» Что сделать:
1 > Ответьте на вопросы по выбранному фрагменту:
(а) Что названо главной причиной боевых стычек между индейцами?
(б) Что со временем стало самой ценной добычей?
(в) Какие качества требовались, чтобы проникнуть в глубь чужого лагеря?
2 > Перечислите по выбранному фрагменту все действия, которые следовали за успешным нападением индейцев на вражеский лагерь или поселение.
3 > Определите, соответствуют ли выбранному фрагменту следующие утверждения. Каждый ответ подтвердите точной цитатой:
(а) Индейцы, как и белые, прикрывали истинные причины стычек разговорами о долге и патриотизме.
(б) Многие индейцы держали лошадей рядом со своим жилищем или внутри него.
(в) Ослабление соседа служило сигналом к нападению.

» Выбранный фрагмент:
В чем же была основная причина боевых стычек – а их нельзя назвать боевыми кампаниями – между индейцами? Здесь и индейцы, и белые схожи друг с другом; правда, если последние любят прикрывать истинные причины разговорами о бескорыстном выполнении долга и патриотизме, то у индейцев было принято называть вещи своими именами.
Главная причина – это, безусловно, захват добычи. Как и белые, индейцы желали овладеть богатством своих соседей. И если сосед ослабевал или притуплял бдительность, это служило сигналом к нападению. Если нападение индейцев на вражеский лагерь или поселение увенчивалось успехом, то данное место подвергалось полному разграблению; вся добыча собиралась самым тщательным образом и доставлялась в свой лагерь. Со временем самой ценной добычей стали лошади, поэтому многие индейцы держали лошадей рядом со своим жилищем или внутри его. Конокрадство стало излюбленным занятием молодых индейцев, желавших прославиться и отличиться: ведь для того, чтобы проникнуть в глубь чужого лагеря, требовались безрассудная храбрость и завидная ловкость.

» Извлеченные данные:
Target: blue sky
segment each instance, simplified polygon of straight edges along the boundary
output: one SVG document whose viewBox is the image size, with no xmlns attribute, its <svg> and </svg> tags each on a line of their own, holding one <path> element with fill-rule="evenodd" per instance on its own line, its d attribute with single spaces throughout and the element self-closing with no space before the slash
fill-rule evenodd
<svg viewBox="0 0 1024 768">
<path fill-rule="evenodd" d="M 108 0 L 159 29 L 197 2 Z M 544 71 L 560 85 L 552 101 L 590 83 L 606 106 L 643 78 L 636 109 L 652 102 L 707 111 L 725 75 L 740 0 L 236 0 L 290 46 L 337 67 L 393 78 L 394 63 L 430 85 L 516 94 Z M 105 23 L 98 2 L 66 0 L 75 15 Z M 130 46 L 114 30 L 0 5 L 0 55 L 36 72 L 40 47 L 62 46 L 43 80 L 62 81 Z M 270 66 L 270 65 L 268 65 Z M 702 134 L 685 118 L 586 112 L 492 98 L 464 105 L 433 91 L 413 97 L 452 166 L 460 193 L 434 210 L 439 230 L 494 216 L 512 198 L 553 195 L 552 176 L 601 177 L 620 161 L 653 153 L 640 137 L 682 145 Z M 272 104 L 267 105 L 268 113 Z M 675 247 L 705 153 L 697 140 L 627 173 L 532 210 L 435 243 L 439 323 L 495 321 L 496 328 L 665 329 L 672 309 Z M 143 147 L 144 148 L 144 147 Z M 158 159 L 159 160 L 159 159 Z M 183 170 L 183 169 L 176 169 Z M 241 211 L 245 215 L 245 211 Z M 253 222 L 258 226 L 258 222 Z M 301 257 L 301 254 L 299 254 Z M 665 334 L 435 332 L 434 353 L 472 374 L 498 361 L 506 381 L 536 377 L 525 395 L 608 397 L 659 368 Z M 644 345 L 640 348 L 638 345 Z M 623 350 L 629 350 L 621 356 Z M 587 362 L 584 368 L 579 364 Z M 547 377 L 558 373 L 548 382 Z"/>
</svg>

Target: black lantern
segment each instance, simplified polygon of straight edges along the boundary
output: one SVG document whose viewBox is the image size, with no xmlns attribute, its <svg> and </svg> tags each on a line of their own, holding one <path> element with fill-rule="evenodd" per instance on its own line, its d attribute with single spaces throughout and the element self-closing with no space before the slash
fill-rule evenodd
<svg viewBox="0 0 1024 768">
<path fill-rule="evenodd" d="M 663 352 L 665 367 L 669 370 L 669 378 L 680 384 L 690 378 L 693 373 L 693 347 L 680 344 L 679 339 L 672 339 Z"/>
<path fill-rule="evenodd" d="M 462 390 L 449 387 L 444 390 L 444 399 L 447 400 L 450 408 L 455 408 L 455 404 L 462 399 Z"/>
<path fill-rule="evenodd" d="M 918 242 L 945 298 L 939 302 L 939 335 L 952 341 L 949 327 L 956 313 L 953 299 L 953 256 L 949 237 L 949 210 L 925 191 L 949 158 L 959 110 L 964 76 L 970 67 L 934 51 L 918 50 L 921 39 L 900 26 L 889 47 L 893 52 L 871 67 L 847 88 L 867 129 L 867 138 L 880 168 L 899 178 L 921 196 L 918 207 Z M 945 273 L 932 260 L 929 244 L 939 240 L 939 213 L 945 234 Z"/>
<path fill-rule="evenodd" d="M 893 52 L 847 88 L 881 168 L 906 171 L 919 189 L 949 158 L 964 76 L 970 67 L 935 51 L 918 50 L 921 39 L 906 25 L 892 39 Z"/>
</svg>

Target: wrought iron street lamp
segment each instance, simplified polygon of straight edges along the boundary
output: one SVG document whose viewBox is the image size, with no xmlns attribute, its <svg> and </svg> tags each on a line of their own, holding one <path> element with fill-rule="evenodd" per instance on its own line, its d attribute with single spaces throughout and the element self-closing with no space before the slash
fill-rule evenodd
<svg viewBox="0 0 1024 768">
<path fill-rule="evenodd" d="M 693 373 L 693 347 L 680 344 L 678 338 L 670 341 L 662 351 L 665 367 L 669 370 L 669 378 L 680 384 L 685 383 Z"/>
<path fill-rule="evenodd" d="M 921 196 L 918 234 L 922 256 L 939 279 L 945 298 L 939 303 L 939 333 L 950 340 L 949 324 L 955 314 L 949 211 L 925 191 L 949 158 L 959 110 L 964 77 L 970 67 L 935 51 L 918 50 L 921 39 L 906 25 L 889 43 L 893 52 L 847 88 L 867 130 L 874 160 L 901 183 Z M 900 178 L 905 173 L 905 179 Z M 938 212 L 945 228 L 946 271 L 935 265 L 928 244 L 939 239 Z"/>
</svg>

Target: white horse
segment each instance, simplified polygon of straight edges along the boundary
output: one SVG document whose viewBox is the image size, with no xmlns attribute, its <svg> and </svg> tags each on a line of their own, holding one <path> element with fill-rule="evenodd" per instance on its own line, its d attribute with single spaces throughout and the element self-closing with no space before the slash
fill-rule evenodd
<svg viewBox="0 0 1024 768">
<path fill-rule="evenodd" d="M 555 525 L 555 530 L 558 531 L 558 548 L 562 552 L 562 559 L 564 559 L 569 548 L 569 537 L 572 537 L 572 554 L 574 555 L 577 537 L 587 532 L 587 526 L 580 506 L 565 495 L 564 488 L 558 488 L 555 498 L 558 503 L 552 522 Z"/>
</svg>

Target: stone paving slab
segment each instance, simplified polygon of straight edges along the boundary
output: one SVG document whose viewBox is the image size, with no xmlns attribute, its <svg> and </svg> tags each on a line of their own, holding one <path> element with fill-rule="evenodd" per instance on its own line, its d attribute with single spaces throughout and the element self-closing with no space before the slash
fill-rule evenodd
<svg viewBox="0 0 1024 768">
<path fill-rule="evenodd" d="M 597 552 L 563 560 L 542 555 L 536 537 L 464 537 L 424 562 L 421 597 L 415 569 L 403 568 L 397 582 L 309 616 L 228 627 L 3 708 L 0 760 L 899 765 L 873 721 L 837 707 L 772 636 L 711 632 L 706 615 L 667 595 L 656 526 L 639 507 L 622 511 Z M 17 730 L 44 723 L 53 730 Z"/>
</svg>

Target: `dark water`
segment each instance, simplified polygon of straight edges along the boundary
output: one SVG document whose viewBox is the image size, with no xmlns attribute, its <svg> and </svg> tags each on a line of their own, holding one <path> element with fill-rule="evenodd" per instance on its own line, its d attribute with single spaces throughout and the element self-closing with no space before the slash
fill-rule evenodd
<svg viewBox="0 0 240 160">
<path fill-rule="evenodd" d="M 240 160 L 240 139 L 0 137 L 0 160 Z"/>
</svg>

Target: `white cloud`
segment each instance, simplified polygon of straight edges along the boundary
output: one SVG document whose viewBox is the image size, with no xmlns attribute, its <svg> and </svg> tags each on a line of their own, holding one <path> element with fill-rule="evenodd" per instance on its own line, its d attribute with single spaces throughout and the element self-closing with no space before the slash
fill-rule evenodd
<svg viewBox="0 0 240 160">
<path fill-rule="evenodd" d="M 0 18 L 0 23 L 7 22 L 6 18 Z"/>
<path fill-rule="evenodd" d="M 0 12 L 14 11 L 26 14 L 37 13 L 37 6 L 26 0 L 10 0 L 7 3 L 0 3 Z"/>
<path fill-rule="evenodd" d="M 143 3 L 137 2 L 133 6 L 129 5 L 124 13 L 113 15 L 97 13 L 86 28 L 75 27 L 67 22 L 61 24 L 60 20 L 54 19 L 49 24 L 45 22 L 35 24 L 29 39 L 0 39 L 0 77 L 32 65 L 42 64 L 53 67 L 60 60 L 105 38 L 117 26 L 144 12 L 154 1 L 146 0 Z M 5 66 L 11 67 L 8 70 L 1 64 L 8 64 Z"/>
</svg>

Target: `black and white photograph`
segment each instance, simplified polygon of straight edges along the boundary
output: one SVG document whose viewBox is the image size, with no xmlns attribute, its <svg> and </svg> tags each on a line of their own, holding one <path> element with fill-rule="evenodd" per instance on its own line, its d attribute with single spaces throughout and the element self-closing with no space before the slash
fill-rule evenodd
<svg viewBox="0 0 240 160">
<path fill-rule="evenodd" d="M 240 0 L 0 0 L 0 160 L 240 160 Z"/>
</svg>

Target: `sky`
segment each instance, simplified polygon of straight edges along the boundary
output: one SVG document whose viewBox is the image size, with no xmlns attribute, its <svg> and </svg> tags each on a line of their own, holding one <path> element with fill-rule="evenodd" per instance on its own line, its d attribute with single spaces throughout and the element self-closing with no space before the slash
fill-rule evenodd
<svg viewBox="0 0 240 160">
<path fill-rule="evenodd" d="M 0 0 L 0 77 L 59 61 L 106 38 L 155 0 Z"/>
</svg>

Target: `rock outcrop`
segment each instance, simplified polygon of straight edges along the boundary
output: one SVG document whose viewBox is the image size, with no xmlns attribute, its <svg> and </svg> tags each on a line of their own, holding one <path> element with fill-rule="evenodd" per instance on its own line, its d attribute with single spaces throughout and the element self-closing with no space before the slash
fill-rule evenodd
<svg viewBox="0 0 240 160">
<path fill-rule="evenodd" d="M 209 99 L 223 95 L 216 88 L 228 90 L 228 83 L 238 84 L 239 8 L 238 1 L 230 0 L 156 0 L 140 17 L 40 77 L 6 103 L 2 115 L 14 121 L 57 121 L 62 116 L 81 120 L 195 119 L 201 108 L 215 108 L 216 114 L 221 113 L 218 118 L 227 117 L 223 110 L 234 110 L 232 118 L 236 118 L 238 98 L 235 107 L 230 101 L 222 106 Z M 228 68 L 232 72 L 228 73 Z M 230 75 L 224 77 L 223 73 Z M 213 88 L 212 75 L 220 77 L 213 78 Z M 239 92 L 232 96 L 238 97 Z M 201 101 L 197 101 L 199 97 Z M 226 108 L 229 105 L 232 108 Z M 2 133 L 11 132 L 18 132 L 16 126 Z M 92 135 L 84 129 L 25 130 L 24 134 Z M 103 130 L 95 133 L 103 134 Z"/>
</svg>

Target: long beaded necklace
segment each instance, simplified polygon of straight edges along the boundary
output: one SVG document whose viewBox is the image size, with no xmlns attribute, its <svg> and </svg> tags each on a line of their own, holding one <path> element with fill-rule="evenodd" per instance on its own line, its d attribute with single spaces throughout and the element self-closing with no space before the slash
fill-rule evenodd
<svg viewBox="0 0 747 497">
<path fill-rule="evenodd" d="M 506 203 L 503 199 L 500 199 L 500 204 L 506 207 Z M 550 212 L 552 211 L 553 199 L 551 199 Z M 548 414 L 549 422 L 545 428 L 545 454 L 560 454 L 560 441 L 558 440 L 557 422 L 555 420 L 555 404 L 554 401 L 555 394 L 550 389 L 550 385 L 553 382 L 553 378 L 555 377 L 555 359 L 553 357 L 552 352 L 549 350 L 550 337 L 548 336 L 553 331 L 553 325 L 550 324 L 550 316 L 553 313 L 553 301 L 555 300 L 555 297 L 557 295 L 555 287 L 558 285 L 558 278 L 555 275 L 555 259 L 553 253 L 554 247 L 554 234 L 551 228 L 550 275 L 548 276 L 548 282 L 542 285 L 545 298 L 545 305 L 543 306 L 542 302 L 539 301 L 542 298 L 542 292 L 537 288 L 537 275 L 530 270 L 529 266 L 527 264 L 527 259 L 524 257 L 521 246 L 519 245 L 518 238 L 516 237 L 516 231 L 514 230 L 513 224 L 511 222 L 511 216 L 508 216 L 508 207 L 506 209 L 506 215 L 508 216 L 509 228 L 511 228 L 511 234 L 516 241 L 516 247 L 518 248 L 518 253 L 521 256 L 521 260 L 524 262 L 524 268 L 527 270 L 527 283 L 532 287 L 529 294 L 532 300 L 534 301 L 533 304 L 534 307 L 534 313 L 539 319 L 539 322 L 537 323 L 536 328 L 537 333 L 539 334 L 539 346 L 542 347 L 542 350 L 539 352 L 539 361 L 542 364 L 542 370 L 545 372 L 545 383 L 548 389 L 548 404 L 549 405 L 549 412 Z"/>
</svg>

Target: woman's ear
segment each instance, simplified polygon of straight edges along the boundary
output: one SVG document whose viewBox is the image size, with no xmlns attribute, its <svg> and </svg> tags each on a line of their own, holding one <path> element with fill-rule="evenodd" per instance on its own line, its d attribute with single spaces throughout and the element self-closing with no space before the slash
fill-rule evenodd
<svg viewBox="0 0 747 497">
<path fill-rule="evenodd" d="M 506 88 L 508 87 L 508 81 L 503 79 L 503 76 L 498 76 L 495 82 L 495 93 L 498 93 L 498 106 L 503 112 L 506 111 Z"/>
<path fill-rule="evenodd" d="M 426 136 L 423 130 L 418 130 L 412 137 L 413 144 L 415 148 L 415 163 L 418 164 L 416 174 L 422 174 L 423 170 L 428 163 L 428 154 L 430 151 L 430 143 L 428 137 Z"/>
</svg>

» Ответы по порядку:
1 >
(а) Захват добычи.
(б) Лошади.
(в) Безрассудная храбрость и завидная ловкость.

2 >
1. Место подвергалось полному разграблению.
2. Вся добыча собиралась самым тщательным образом.
3. Добыча доставлялась в свой лагерь.

3 >
(а) Нет: «у индейцев было принято называть вещи своими именами».
(б) Да: «многие индейцы держали лошадей рядом со своим жилищем или внутри его».
(в) Да: «если сосед ослабевал или притуплял бдительность, это служило сигналом к нападению».